Die Regierung des Landes kann die internen weißrussischen Probleme nur im Dialog mit seinen Bürgern lösen. Das besprachen Mitglieder des russischen Sicherheitsrates am Freitag. Wladimir Putin informierte die Teilnehmer des Treffens über die Telefongespräche über die Situation in der Republik, die er diese Woche mit den Führern anderer Länder geführt hat.

Es ist jetzt offensichtlich, dass sich die Situation ohne diese sehr engen und inhaltlichen Kontakte anders hätte entwickeln können.

Alexander Lukaschenko ist als Oberbefehlshaber in die seiner Meinung nach derzeit gefährlichste Region gefahren, an die westliche Grenze des Landes zu Polen. Eine Brigade von Fallschirmjägern aus Witebsk wurde als Verstärkung hierher in die Region Grodno geschickt. „Sie sehen, dass die schon einen alternativen Präsidenten herschicken das tun sie ernsthaft“, warnte Lukaschenko. „Wie wir erwartet haben, läuft alles nach Plan – nach dem Plan der Farbrevolutionen.“

Und ein solcher Plan kann nur vereitelt werden, wenn eine Armee seiner Anhänger mobilisiert wird. Tausende Menschen versammelten sich auf dem zentralen Platz in Grodno, um den amtierenden Präsidenten zu unterstützen.

* * *

**Aufgaben**
(a) Nenne alle Eigennamen von Ländern und Orten, die im Text über die Lage in Weißrussland vorkommen.
(b) Schreibe den Text über die Lage in Weißrussland im Anschluss an seinen letzten Satz fort.
Das Material hat mit dem Text nichts zu tun.

* * *

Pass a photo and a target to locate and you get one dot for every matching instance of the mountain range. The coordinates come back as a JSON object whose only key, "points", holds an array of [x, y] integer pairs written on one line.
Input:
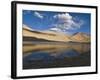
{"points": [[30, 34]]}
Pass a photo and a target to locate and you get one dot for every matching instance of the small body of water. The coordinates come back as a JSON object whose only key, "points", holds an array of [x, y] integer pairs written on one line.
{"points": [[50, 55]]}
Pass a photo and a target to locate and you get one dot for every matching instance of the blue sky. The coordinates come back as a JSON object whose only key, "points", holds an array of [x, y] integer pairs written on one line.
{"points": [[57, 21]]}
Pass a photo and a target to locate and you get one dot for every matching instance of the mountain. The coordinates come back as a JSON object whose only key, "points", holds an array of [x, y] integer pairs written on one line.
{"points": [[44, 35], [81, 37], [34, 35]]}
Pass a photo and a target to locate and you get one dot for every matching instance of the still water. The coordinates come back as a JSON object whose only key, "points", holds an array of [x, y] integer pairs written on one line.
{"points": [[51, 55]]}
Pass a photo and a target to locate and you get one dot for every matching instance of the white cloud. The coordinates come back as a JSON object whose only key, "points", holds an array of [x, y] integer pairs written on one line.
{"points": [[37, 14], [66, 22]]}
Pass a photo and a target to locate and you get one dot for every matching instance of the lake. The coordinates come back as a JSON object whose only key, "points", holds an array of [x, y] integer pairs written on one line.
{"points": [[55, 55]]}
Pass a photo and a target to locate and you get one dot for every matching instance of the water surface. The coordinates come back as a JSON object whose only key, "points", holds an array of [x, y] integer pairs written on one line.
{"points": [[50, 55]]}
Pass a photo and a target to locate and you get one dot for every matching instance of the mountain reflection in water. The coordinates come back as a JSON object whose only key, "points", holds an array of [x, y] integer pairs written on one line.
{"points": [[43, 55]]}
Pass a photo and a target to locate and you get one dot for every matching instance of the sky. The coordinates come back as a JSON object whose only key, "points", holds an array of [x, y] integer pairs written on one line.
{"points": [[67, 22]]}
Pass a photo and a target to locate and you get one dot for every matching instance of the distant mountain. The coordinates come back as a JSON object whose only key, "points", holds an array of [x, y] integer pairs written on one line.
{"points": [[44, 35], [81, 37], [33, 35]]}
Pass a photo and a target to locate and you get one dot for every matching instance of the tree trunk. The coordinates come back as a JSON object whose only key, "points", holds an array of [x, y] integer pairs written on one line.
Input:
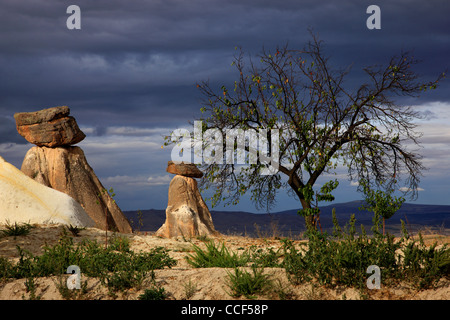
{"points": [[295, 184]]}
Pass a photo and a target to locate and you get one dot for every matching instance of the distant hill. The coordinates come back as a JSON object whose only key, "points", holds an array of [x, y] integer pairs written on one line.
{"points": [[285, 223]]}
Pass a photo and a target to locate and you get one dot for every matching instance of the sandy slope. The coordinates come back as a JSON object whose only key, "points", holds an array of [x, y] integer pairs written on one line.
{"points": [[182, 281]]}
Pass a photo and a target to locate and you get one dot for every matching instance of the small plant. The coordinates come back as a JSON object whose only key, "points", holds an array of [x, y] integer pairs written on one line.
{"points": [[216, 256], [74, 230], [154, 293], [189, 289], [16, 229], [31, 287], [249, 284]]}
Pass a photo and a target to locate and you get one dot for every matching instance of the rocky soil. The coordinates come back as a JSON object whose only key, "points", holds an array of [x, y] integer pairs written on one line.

* * *

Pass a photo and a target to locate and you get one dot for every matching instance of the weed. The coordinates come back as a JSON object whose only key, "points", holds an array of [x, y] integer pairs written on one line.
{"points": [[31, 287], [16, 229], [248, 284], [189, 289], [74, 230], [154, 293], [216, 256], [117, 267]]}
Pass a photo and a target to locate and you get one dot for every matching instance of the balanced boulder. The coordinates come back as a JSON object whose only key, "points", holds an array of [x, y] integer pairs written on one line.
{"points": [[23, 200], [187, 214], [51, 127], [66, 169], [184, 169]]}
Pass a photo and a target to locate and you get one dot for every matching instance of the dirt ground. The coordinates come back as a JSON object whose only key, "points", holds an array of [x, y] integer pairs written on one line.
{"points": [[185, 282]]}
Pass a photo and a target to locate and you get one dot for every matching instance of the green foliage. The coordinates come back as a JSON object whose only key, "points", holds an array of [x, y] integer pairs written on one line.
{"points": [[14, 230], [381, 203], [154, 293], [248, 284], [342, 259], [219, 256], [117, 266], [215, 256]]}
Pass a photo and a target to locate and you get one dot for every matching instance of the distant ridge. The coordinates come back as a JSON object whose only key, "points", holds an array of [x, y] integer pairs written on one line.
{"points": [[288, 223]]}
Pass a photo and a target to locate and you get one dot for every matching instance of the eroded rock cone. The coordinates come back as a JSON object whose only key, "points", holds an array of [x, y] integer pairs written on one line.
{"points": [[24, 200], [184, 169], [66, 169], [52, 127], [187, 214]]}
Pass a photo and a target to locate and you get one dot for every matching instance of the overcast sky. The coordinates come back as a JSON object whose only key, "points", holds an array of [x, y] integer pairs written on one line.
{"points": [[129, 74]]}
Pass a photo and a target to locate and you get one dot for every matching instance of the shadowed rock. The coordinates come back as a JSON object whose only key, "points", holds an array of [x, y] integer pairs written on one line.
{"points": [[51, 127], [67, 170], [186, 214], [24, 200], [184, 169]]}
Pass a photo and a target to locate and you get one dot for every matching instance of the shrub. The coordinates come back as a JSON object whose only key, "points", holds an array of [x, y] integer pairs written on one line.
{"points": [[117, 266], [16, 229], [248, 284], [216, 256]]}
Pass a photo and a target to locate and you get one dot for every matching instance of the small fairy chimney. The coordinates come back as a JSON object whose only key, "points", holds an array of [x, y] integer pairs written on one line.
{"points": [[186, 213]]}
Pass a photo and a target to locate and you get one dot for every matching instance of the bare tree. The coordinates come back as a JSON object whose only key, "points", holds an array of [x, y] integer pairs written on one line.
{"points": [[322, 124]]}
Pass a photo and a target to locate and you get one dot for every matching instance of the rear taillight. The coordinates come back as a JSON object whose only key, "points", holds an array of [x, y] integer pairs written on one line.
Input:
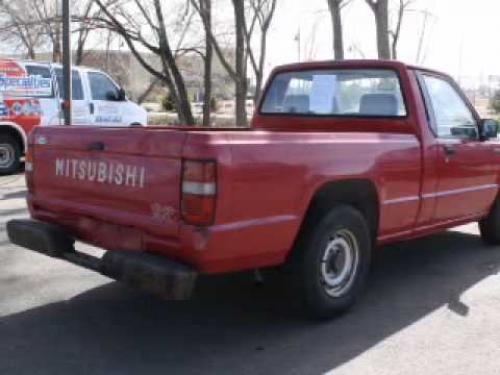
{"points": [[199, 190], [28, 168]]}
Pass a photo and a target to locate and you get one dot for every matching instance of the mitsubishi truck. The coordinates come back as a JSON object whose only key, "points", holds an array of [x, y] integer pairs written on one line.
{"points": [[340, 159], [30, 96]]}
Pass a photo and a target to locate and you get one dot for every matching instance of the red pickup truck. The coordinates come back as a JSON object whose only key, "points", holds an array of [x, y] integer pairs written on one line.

* * *

**Antworten der Reihe**
(a) Polen, Witebsk, Grodno

(b)
„Heute werden wir in den Abgrund der Zwietracht gedrängt“, ist sich der Weißrussische Präsident auf der Veranstaltung sicher. „An der westlichen Grenze ist es unruhig. Sie klappern mit Waffen, sie drohen uns. Das ist eine Einmischung in die Angelegenheiten unseres souveränen Staates. Sie reiben sich die Hände und erinnern sich an die Vsochdnye Kresi, wo alle Weißrussen mit Kot beworfen wurden.“

Vsochdnye Kresi bedeutet übersetzt aus den polnischen „östliche Vororte“, so nennen sie in Warschau ihre ehemaligen Gebiete, die jetzt teilweise zu Weißrussland gehören. Lukaschenko erinnerte auch an einen anderen politischen und wirtschaftlichen Aspekt der Staatsgrenze: „Diese Grenze ist nicht nur die Grenze von Weißrussland, sondern auch die Grenze des Unionsstaates“, erinnert er. „Und den werden wir nicht hergeben.“ (Anm. d. Übers.: Russland und Weißrussland haben schon vor über 20 Jahren einen Vertrag zur Bildung eines gemeinsamen Unionsstaates geschlossen. Auch wenn diese staatliche Vereinigung nie zu Ende umgesetzt wurde, besteht der Vertrag und es wird über weitere Vereinheitlichungen verhandelt)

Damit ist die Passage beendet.